- YOUR TASK:
Rename "named target" to "named item" throughout the entries below, and return them with everything else left unchanged.

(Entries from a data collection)
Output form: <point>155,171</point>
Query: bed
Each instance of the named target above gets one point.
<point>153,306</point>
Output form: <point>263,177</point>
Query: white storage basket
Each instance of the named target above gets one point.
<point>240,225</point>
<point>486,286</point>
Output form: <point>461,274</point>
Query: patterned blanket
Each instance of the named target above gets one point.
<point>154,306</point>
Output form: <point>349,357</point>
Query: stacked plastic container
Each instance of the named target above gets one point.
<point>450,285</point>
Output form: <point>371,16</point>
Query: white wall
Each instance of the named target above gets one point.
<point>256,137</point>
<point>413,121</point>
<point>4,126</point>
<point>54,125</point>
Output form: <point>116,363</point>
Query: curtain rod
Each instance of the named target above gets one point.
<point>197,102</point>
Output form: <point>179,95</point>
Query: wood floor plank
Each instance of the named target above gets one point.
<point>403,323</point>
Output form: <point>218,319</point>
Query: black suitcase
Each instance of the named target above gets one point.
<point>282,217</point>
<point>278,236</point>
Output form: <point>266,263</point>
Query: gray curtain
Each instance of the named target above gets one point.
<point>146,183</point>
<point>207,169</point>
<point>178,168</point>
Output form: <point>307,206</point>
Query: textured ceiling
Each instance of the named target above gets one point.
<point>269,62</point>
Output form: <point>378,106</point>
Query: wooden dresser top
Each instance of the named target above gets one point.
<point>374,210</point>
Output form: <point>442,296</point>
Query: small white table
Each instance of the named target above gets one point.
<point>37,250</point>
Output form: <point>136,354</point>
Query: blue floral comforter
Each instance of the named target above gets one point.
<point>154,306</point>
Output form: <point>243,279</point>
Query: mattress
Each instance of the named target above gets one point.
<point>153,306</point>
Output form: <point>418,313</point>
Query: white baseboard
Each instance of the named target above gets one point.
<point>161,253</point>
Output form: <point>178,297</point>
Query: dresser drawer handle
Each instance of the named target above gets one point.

- RESULT BELOW:
Output form: <point>155,171</point>
Query: bed
Each instance of the named item above gets one point.
<point>153,306</point>
Output form: <point>263,177</point>
Query: white storage basket
Each instance of the named item above gets one point.
<point>240,225</point>
<point>486,286</point>
Output form: <point>461,274</point>
Query: patterned blanket
Each instance of the named item above gets one point.
<point>154,306</point>
Output form: <point>349,357</point>
Query: stacked plastic container
Each instance of the named item above gets one point.
<point>450,285</point>
Output form: <point>371,16</point>
Query: white wall
Each instance of the named item above gets one point.
<point>256,137</point>
<point>413,121</point>
<point>4,126</point>
<point>54,125</point>
Output form: <point>116,363</point>
Query: curtain rod
Each instance of the named item above gets one point.
<point>197,102</point>
Output form: <point>179,95</point>
Query: wood floor plank
Each instance of the named item above gets one point.
<point>403,323</point>
Output form: <point>218,319</point>
Query: black suitcase
Each instance of the named item above gets one point.
<point>282,217</point>
<point>278,236</point>
Output form: <point>266,263</point>
Query: gray curtain
Each instance of the named item above gets one point.
<point>146,183</point>
<point>207,169</point>
<point>178,168</point>
Output form: <point>307,206</point>
Query: textured ceiling
Each instance of the named item above gets one point.
<point>269,62</point>
Output form: <point>378,106</point>
Query: wooden dresser top
Each instance of the named item above gets one point.
<point>374,210</point>
Output form: <point>442,296</point>
Query: small white table
Each instance of the named item above gets one point.
<point>37,250</point>
Output form: <point>136,354</point>
Query: blue floral comforter
Each instance of the named item above gets one point.
<point>154,306</point>
Output form: <point>243,279</point>
Query: mattress
Each instance of the named item above gets one point.
<point>153,306</point>
Output form: <point>418,313</point>
Query: white baseboard
Each instance of the named item above gets one point.
<point>161,253</point>
Output form: <point>178,297</point>
Query: dresser drawer handle
Each instance of the named item above gets one point.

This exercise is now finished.